▶ [Records]
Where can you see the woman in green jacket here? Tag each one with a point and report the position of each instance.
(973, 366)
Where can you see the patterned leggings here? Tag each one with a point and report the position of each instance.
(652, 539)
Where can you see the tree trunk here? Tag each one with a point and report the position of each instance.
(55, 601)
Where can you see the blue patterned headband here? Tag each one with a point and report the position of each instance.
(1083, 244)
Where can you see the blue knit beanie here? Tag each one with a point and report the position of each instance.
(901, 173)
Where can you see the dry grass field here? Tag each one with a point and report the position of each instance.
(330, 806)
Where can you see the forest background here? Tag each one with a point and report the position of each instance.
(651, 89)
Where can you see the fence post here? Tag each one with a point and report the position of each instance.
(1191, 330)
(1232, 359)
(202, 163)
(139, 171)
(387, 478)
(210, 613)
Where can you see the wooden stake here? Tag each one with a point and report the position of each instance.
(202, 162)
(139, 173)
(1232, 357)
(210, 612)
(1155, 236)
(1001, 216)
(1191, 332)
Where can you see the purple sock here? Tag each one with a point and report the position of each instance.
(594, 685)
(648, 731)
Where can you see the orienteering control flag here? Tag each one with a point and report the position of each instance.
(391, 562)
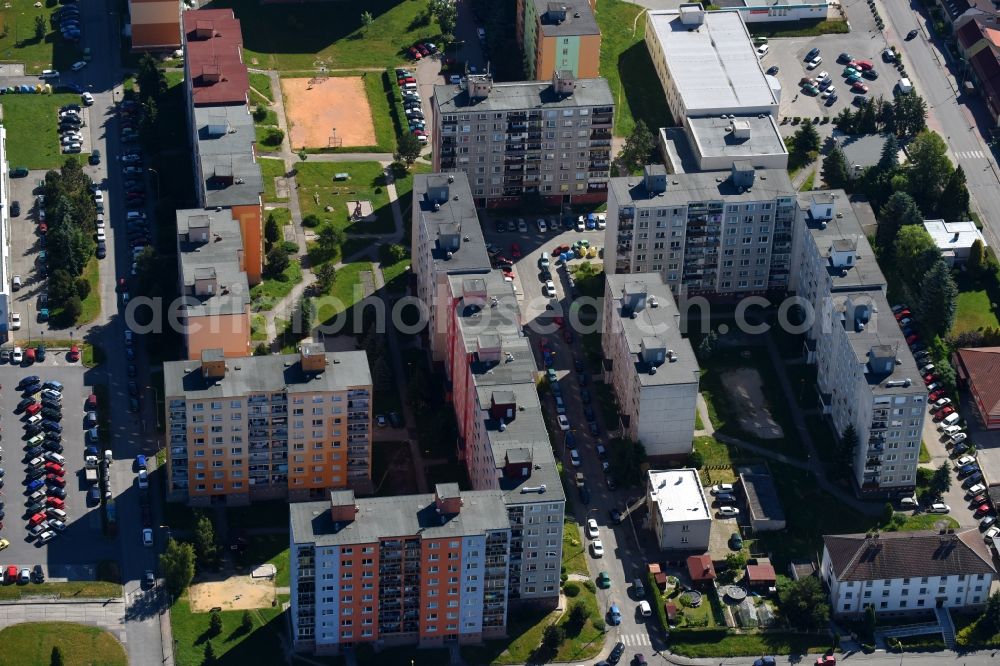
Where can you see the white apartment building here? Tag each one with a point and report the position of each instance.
(651, 368)
(679, 514)
(907, 572)
(267, 427)
(719, 233)
(551, 139)
(866, 374)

▶ [Exercise description] Only the pictures stay behind; everything else in the data above is to be retyped exactly.

▶ [Exercise result]
Where can you see the woman in green jacket here? Tag each one with a point and report the position of each instance.
(973, 366)
Where can you see the patterned leggings here? Tag each one with a point and report the position of each instance.
(652, 539)
Where can you see the tree trunk here? Tag each one with a point and report the position of each instance.
(55, 601)
Where can you see the blue patterned headband here? Tag each one with a point and report the position of each instance.
(1083, 244)
Where can you see the blue knit beanie here? Tag each one with a point and report the position of each instance.
(901, 173)
Where can you see the dry grass field here? Tag each one with a point and report the position of each instance.
(330, 806)
Where can you see the forest background here? Tag each one with a point and report the position of each instance.
(651, 89)
Where can you see the fence post here? Tag each one with a point and report the position of each instance.
(1191, 330)
(1232, 359)
(202, 163)
(139, 171)
(387, 478)
(210, 613)
Where can you see the wooden stake here? Tag each one with a point and report the position of each instance.
(202, 162)
(139, 173)
(1232, 357)
(210, 612)
(1155, 236)
(1001, 216)
(1191, 332)
Where can you see the purple sock here? Tag each one with a point and report the position of each instance.
(594, 685)
(648, 731)
Where can you see the orienteering control flag here? Tag each one with a point and report the position of each instance.
(391, 562)
Where can you see the white apartment building here? Tag each one with a point and report the position of each instance.
(651, 368)
(679, 514)
(907, 572)
(267, 427)
(719, 233)
(551, 139)
(866, 374)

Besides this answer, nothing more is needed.